Por mi formación y mi tradición cristiana tiendo a pensar que siempre que haya arrepentimiento hay que perdonar. Leer el libro me ha abierto los ojos a cómo ven el tema los judíos. Me quedo con la exposición que hace Deborah E. Lipstadt. El teshuvah, arrepentimiento, sirve para reconciliarnos con Dios y con los demás seres humanos. Éste exige, en primer lugar, acudir a la parte agraviada; encontrarnos cara a cara con la parte ofendida. Después de ese encuentro, y de intentar corregir el mal, es cuando debemos volvernos hacia Dios. Pero no hay un teshuvah completo hasta que el individuo se vuelva a encontrar en una situación parecida y no repite sus pecados. Un paso más es la kaparah, expiación, que sólo se obtiene cuando se afrontan las consecuencias de los actos. Los actos buenos conllevan bendición y los malos castigo; no es suficiente con el arrepentimiento (pp.140-143).
------------------------------------------------------------------------
Enunciado de la tarea: Continúa el fragmento sobre el arrepentimiento y el perdón en la tradición judía a partir de su última oración.

Datos proporcionados:
------------------------------------------------------------------------
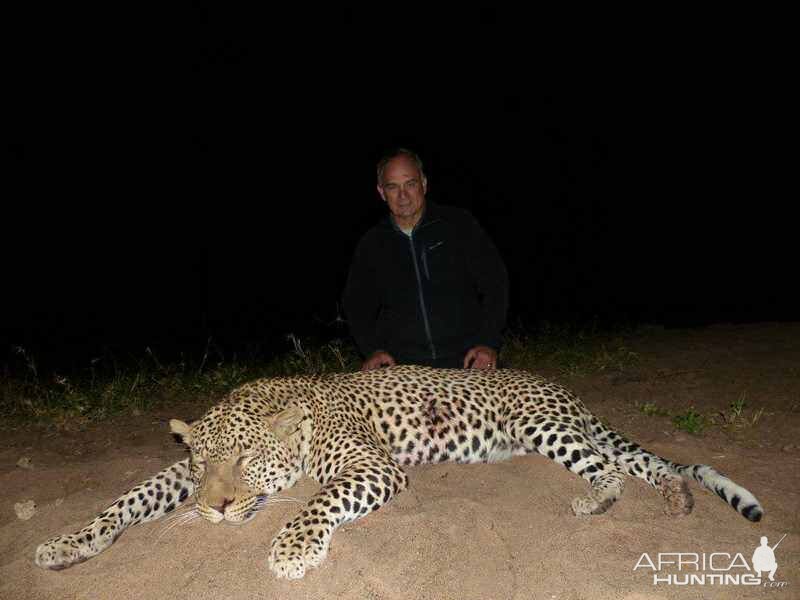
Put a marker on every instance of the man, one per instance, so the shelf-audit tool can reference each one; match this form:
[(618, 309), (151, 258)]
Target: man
[(426, 285)]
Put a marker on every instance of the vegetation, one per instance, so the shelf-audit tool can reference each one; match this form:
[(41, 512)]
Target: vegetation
[(104, 387)]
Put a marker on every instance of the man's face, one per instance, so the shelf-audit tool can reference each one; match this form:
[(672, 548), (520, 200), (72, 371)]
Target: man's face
[(403, 188)]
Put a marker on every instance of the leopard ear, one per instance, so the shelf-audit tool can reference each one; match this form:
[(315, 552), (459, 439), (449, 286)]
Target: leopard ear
[(286, 422), (182, 430)]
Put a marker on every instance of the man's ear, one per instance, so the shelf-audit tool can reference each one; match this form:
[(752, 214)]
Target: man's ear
[(286, 422), (182, 430)]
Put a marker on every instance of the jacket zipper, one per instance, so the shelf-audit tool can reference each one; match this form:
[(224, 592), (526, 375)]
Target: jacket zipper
[(422, 298)]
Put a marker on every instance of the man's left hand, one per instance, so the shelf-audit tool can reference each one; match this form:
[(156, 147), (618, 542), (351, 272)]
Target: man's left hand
[(480, 357)]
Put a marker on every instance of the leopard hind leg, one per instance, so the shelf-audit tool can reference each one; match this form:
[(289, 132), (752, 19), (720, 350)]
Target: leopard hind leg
[(569, 446)]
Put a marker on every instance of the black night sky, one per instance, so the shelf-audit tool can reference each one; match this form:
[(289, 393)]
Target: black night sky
[(223, 194)]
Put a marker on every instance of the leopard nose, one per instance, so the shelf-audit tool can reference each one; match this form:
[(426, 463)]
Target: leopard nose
[(221, 507)]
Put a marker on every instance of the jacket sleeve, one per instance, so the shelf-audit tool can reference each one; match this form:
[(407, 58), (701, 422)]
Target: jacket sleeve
[(491, 281), (361, 300)]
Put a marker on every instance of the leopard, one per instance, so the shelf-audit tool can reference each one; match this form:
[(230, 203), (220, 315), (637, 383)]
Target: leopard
[(355, 433)]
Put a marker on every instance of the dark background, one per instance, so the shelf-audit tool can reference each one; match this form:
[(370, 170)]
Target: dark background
[(219, 190)]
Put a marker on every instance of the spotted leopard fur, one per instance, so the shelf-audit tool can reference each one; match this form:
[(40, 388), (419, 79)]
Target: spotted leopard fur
[(354, 433)]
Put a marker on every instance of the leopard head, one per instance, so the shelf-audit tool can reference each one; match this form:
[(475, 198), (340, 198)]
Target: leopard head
[(240, 459)]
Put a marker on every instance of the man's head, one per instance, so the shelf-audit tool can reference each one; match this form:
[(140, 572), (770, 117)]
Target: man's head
[(402, 185)]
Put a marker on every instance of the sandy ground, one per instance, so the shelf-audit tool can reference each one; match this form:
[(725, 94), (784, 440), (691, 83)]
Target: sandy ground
[(479, 531)]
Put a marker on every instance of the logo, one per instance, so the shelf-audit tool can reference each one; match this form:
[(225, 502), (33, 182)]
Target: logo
[(715, 568)]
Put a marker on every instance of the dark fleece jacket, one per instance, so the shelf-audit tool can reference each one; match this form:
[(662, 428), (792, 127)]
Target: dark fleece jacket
[(430, 296)]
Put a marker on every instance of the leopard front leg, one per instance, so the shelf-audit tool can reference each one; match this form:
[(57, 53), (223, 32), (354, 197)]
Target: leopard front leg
[(147, 501), (356, 491)]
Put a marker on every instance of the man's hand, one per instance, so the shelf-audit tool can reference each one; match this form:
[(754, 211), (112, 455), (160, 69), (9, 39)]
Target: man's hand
[(480, 357), (378, 359)]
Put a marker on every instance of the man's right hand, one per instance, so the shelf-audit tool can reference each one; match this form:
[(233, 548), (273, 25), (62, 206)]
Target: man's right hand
[(378, 359)]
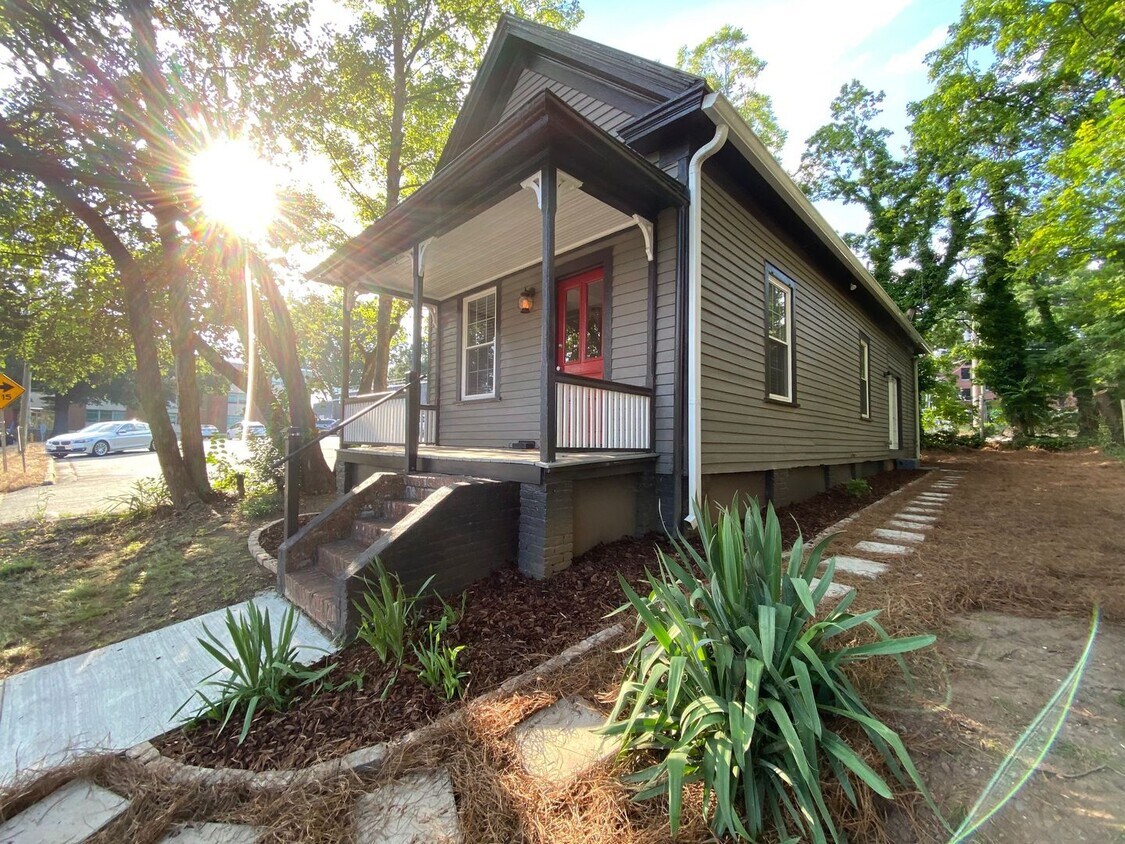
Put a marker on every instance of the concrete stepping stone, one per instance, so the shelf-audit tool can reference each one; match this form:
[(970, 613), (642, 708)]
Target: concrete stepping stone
[(899, 536), (419, 808), (560, 741), (884, 548), (860, 567), (835, 592), (213, 834), (901, 524), (919, 518), (69, 815)]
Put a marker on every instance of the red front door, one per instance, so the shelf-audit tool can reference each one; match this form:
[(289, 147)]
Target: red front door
[(581, 320)]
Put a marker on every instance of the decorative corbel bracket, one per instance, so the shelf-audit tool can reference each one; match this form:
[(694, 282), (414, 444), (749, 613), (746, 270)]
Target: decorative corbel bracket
[(646, 230)]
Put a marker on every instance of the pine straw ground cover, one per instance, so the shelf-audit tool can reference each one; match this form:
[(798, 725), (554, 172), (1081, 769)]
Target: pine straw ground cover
[(511, 623)]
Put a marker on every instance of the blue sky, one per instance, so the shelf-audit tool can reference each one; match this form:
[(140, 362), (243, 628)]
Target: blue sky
[(811, 48)]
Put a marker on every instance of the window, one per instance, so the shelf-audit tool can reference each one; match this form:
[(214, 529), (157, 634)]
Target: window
[(864, 379), (478, 340), (779, 339)]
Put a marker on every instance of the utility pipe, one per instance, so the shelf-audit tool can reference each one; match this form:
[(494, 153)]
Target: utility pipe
[(694, 314)]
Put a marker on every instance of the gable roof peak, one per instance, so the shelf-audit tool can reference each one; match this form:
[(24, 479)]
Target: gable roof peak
[(638, 84)]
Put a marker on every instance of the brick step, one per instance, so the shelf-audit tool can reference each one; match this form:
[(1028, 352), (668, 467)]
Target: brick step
[(369, 530), (314, 592), (416, 493), (398, 509), (335, 557)]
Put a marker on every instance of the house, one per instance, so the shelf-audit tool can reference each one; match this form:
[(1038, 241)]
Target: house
[(633, 306)]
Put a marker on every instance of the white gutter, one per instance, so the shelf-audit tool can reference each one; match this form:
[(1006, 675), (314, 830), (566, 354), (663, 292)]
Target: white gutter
[(723, 115), (694, 312)]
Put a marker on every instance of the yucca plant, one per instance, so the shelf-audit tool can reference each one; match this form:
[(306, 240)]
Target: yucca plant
[(438, 662), (737, 682), (261, 671), (387, 613)]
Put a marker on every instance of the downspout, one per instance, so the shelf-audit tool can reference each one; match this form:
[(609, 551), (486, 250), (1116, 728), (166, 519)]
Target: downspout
[(694, 314)]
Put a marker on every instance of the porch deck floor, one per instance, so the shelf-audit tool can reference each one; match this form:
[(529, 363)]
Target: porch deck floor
[(524, 457)]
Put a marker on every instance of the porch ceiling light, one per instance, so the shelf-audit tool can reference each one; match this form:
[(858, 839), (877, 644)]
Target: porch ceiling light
[(527, 299)]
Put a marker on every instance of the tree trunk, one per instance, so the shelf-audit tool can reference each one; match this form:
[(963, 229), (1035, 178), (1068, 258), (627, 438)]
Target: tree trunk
[(1110, 409), (280, 342), (150, 391), (187, 382), (264, 403)]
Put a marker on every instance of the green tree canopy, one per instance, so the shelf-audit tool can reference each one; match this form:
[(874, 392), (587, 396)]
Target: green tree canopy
[(731, 68)]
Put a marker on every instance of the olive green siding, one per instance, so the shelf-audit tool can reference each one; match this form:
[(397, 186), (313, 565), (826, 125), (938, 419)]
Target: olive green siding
[(741, 430)]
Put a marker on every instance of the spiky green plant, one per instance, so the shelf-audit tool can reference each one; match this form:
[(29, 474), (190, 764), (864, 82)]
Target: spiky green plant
[(257, 670), (387, 613), (736, 681)]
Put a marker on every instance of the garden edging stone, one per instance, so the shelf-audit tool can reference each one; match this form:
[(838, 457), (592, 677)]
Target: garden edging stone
[(363, 760)]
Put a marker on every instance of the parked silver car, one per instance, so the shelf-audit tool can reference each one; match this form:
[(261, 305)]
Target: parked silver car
[(100, 439)]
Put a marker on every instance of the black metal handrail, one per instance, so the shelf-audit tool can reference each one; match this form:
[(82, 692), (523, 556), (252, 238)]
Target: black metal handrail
[(340, 425)]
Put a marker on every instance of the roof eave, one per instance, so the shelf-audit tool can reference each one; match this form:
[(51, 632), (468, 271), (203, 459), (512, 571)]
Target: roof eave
[(719, 109)]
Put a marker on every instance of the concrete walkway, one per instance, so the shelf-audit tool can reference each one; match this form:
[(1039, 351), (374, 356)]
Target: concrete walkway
[(115, 697)]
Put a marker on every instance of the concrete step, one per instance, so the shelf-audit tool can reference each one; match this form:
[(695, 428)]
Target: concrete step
[(335, 557), (369, 530), (428, 482), (314, 592), (397, 509)]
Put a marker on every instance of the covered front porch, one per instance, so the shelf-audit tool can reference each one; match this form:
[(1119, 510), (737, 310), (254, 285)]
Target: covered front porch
[(516, 374)]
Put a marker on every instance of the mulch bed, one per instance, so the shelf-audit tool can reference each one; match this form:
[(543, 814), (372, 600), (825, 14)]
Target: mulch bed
[(511, 623)]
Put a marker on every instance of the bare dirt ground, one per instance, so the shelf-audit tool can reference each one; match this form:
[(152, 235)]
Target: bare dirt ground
[(1008, 575)]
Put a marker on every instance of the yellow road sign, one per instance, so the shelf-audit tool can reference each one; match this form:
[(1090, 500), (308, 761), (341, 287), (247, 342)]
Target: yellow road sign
[(9, 391)]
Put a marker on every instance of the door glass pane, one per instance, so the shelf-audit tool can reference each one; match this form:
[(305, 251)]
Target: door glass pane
[(594, 321), (573, 341)]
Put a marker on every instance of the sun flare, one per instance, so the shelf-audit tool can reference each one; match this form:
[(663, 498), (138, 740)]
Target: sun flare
[(237, 189)]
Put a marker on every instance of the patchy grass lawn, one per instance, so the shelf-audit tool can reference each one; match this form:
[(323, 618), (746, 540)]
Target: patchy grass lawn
[(16, 477), (78, 584)]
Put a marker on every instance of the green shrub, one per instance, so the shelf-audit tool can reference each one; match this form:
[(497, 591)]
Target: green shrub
[(387, 614), (221, 468), (948, 440), (737, 682), (145, 496), (262, 672), (438, 662), (261, 504)]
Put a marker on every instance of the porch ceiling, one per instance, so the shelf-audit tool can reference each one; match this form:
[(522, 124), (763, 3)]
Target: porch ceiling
[(482, 224), (498, 241)]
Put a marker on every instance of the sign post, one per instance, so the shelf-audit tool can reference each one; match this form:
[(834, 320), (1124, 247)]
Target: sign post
[(9, 392)]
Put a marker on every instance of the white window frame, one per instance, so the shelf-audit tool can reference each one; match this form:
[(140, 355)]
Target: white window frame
[(864, 378), (788, 292), (494, 292)]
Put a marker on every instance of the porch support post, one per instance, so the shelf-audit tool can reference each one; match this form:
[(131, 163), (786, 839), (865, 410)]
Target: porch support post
[(345, 355), (414, 392), (547, 396)]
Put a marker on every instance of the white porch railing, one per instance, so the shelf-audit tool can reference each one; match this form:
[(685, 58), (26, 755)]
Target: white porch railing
[(386, 424), (593, 415)]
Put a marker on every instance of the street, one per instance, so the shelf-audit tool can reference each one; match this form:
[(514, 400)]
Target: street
[(86, 485)]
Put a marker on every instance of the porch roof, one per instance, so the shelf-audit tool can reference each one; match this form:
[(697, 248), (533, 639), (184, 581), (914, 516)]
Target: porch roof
[(485, 225)]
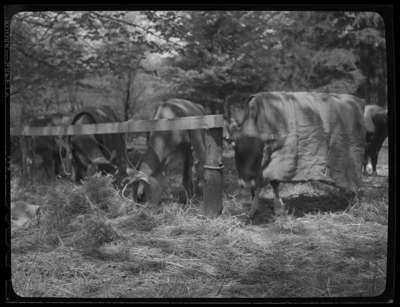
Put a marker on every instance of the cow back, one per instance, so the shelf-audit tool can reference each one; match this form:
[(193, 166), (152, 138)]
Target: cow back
[(308, 136)]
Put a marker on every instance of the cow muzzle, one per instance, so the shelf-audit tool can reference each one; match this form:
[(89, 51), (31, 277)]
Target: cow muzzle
[(249, 184)]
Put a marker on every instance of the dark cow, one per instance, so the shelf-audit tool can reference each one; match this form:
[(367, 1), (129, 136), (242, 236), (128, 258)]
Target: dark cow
[(299, 136), (375, 118), (46, 152), (167, 146), (101, 152)]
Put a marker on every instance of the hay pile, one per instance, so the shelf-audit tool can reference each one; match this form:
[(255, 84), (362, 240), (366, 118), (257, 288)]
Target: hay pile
[(92, 243)]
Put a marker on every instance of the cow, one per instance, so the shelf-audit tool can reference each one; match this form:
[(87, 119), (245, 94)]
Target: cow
[(167, 146), (298, 137), (375, 118), (46, 152), (105, 153)]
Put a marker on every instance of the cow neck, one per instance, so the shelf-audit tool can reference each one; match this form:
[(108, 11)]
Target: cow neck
[(153, 163)]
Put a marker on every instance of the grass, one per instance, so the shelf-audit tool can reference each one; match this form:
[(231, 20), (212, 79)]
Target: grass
[(92, 243)]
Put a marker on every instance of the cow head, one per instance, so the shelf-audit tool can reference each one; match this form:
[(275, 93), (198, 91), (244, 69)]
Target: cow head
[(252, 148), (88, 157)]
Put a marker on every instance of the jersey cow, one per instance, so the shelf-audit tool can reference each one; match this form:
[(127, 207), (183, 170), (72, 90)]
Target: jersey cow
[(375, 118), (299, 136), (167, 146), (100, 152), (46, 152)]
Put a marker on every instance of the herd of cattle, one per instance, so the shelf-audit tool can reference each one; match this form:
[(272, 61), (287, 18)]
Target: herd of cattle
[(281, 137)]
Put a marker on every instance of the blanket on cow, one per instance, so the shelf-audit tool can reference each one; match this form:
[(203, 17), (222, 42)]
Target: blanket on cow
[(310, 136)]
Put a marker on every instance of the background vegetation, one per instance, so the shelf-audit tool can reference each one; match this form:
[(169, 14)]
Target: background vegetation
[(132, 60)]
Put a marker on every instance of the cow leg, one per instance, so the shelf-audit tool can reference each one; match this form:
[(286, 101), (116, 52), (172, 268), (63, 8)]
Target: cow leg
[(198, 155), (364, 163), (279, 206), (187, 171), (255, 203), (374, 161)]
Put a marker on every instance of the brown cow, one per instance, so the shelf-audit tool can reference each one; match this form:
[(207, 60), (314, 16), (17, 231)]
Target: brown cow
[(167, 146), (299, 136)]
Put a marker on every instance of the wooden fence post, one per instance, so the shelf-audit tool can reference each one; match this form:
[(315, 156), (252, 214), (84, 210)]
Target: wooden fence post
[(212, 206)]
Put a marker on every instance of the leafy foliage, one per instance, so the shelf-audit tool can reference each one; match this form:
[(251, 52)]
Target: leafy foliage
[(216, 58)]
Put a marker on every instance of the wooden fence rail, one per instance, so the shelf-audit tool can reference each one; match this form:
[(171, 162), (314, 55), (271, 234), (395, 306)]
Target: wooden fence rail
[(181, 123), (212, 123)]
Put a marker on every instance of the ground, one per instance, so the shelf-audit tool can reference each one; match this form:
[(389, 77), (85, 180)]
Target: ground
[(91, 243)]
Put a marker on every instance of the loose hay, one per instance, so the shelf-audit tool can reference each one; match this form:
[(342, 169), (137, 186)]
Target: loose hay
[(83, 249)]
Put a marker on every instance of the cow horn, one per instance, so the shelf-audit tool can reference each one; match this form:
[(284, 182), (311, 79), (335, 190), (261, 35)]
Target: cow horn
[(100, 160)]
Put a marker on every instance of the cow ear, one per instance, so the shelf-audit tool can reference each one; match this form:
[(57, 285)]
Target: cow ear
[(238, 115)]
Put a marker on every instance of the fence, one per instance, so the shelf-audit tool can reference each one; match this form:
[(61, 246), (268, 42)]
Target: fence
------------------------------------------------------------------------
Resultado obtenido:
Si algo está claro es que lo que no podemos y no debemos es olvidar. Sería injusto para las víctimas y para toda la humanidad; nos podría llevar a cometer las mismas atrocidades o parecidas. Coincido con el planteamiento que hace Sven Alkalaj “Si el genocidio queda impune, sentará un precedente para genocidios futuros. Sin justicia nunca podrá haber reconciliación ni auténtica paz (...) debemos recordar que cada crimen contra el Derecho Internacional es un crimen contra la humanidad y no sólo contra la persona o sociedad que lo sufre” (p. 85).
"Una vez leí en alguna parte que es imposible romper las creencias firmes de un hombre. Si alguna vez llegué a pensar que eso era cierto, la vida en el campo de concentración me enseñó que estaba equivocado. Es imposible creer en nada viviendo en un mundo que ha dejado de considerar al hombre como tal, que constantemente ‘demuestra’ que uno ya no es un hombre. Así que uno empieza a dudar, empieza a dejar de creer en que existe un orden mundial en el que Dios ocupa un lugar definido. Uno realmente empieza a pensar que Dios está de permiso. De otro modo, todo lo que está ocurriendo sería imposible. Dios debe haberse marchado. Y Él no tiene un sustituto” (p.19)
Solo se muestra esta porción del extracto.